Set exercise: Express the lines starting at the one that contains "Return one point per instance of the lake" and ending at the last of the rows as a Markdown table with the columns No. and Line. Number each line and leave out any blank lines.

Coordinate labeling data

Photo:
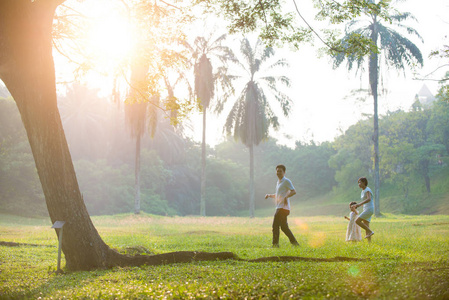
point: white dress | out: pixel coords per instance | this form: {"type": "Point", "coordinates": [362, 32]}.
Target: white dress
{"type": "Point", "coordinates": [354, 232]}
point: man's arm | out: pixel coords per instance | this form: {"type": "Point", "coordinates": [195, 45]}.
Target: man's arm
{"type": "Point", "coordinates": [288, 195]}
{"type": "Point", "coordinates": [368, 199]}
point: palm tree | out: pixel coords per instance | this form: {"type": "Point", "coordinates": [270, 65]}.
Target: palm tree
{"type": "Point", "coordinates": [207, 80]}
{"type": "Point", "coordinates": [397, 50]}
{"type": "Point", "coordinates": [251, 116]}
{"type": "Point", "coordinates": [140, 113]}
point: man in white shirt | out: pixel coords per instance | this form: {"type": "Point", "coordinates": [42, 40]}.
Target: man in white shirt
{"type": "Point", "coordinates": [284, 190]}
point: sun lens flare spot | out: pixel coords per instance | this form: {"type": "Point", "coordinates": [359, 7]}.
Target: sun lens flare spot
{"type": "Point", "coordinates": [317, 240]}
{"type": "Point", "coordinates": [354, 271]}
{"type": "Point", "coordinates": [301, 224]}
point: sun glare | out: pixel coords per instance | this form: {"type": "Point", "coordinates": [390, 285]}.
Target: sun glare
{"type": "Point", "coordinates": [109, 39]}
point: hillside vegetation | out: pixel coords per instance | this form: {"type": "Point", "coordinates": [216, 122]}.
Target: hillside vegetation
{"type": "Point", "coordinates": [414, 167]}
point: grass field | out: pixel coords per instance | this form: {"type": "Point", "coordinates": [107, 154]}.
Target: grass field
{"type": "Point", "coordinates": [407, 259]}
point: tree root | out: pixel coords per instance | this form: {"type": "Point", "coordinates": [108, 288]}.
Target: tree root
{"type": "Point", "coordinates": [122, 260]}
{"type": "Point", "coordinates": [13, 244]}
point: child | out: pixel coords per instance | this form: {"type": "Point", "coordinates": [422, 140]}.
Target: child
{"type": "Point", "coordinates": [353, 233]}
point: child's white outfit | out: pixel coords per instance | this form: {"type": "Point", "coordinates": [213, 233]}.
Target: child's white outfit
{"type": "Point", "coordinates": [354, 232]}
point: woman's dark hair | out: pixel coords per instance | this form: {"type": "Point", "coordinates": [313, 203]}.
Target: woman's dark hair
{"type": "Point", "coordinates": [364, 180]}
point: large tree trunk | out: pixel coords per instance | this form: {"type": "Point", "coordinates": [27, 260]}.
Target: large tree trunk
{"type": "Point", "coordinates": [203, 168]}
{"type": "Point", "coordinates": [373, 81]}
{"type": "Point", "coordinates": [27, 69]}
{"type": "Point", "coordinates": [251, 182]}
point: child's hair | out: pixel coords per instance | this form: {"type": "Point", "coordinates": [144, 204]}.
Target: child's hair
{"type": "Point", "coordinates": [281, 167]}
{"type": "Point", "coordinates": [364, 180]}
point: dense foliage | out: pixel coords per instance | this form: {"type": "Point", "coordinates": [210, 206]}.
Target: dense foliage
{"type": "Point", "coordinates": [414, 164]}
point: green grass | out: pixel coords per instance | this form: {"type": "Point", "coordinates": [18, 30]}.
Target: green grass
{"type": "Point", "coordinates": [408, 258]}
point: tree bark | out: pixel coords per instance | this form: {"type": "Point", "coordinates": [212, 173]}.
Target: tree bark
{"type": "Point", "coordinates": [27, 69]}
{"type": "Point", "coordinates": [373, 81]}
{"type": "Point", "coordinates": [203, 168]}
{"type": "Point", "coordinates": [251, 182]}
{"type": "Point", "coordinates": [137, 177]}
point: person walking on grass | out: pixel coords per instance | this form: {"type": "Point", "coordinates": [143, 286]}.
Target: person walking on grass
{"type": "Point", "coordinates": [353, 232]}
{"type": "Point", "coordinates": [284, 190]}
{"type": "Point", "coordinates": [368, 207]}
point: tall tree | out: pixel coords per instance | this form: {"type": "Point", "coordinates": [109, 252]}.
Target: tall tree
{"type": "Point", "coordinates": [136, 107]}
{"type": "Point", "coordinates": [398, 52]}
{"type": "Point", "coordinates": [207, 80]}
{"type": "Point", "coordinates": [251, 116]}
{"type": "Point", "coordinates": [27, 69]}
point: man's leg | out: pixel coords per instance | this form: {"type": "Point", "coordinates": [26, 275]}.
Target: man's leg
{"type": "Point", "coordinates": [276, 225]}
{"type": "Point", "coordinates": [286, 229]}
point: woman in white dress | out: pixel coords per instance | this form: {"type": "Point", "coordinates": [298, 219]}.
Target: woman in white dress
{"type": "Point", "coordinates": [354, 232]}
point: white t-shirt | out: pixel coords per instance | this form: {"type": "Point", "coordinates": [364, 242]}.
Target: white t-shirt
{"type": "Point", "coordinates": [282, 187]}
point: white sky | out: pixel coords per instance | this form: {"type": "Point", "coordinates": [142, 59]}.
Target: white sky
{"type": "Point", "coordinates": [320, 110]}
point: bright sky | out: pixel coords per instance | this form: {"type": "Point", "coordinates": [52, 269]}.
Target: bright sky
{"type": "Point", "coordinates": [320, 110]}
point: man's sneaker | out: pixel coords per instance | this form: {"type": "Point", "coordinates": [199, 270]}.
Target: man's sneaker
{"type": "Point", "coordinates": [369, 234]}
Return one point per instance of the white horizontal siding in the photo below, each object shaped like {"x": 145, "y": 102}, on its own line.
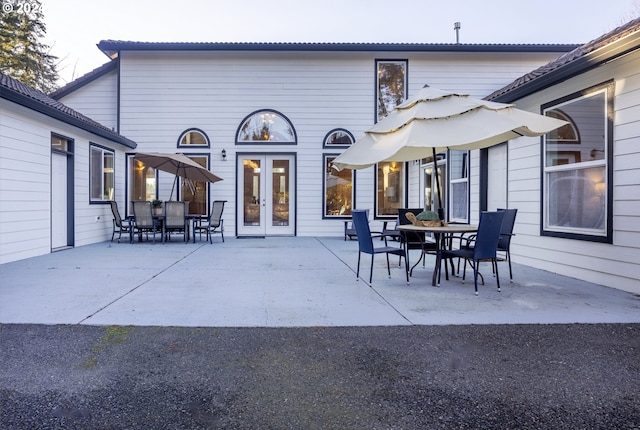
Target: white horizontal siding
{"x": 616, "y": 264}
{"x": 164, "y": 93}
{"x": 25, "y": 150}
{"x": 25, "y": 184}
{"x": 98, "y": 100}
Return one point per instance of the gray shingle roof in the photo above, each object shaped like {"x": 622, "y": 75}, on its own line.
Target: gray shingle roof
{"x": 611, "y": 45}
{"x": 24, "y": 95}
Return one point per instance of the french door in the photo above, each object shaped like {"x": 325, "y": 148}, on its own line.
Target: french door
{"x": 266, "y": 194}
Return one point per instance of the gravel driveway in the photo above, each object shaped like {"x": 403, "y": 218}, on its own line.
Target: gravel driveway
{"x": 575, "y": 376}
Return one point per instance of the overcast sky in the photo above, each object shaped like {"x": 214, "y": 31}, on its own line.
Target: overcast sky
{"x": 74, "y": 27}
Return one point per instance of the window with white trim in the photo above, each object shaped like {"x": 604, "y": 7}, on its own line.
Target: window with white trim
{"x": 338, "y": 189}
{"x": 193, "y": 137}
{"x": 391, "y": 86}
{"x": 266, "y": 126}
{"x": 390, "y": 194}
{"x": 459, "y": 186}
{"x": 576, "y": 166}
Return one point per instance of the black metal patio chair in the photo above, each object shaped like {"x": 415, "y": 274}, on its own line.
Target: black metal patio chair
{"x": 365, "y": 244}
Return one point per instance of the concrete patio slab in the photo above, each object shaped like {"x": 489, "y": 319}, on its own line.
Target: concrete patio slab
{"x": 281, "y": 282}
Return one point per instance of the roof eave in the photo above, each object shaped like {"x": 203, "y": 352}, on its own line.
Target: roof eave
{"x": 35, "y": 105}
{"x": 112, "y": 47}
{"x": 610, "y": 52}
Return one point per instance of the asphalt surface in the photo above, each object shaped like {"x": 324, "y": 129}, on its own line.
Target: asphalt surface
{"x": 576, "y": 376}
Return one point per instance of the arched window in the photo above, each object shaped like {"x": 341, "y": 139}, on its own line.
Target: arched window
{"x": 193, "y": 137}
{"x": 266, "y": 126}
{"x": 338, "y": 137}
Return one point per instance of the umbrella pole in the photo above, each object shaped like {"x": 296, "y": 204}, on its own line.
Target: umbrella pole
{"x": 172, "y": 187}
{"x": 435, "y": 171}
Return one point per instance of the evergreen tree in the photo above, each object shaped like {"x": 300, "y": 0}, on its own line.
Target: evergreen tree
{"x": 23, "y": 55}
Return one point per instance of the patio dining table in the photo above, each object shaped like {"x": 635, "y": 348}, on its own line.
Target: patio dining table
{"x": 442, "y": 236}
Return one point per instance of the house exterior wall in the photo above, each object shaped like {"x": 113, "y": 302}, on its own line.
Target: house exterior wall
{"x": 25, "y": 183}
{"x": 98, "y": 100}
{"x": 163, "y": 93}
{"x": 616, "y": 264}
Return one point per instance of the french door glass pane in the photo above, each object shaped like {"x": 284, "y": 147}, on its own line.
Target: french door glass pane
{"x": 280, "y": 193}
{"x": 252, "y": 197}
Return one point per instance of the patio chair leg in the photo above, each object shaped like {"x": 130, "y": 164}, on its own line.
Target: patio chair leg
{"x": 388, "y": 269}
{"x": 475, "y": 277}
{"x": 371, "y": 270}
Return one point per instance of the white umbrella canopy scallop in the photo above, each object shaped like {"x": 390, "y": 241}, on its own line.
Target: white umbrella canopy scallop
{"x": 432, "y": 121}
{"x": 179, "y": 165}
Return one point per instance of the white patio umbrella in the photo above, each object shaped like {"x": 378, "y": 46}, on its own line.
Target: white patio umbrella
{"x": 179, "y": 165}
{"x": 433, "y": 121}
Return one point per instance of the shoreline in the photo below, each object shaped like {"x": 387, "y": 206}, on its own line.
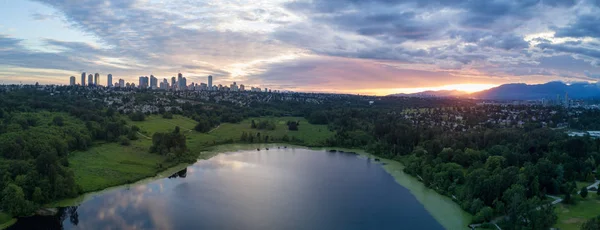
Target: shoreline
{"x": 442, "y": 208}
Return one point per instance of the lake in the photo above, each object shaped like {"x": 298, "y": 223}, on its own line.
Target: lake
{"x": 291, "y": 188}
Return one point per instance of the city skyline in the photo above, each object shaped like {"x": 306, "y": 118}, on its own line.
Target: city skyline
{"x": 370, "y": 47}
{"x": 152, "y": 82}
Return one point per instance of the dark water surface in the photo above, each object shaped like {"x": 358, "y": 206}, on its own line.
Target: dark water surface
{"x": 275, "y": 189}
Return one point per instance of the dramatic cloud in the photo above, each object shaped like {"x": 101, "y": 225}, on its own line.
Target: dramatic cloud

Exercise output:
| No. | Line |
|---|---|
| 1 | Return one point per instance of the lake in the photo above, each object shaped like {"x": 298, "y": 223}, on its own line. |
| 2 | Target: lake |
| 3 | {"x": 291, "y": 188} |
| 4 | Return one point per instance of the city skyline in the photo above, each object shaped like {"x": 306, "y": 118}, on its own line. |
| 5 | Target: city skyline |
| 6 | {"x": 370, "y": 47} |
| 7 | {"x": 152, "y": 82} |
| 8 | Return one point per instance of the dark water surface in the photo above, each object shaped like {"x": 358, "y": 206}, on its own line. |
| 9 | Target: dark water surface |
| 10 | {"x": 275, "y": 189} |
| 11 | Return one point per instance of the dramatic cloud in the photo above, each object shaped like {"x": 101, "y": 225}, on its own line. |
| 12 | Target: dramatic cloud |